* _What you have to do_:
Scan the data below and work out how many of its lines contain the word "Point". Give only that number.

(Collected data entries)

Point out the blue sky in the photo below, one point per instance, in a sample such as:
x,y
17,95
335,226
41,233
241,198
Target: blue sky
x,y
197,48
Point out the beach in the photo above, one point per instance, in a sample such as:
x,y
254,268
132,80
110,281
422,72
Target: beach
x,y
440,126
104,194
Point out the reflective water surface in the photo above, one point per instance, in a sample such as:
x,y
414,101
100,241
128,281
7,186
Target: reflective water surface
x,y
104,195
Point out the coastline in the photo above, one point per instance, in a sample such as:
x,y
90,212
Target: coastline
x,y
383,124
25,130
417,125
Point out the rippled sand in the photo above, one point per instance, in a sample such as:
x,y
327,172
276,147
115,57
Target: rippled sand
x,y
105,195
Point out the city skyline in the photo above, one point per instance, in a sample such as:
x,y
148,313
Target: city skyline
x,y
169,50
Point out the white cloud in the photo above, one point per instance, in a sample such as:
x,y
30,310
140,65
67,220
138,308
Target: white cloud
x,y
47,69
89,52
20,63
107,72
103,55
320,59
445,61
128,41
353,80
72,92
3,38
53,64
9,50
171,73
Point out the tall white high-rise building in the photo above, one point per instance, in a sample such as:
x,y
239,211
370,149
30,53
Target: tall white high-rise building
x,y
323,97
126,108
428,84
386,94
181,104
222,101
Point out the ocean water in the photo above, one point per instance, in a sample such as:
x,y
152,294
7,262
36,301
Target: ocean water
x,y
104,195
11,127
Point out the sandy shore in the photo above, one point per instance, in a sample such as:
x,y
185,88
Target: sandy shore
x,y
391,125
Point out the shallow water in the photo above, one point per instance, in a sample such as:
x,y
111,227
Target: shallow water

* _Solution to the exercise_:
11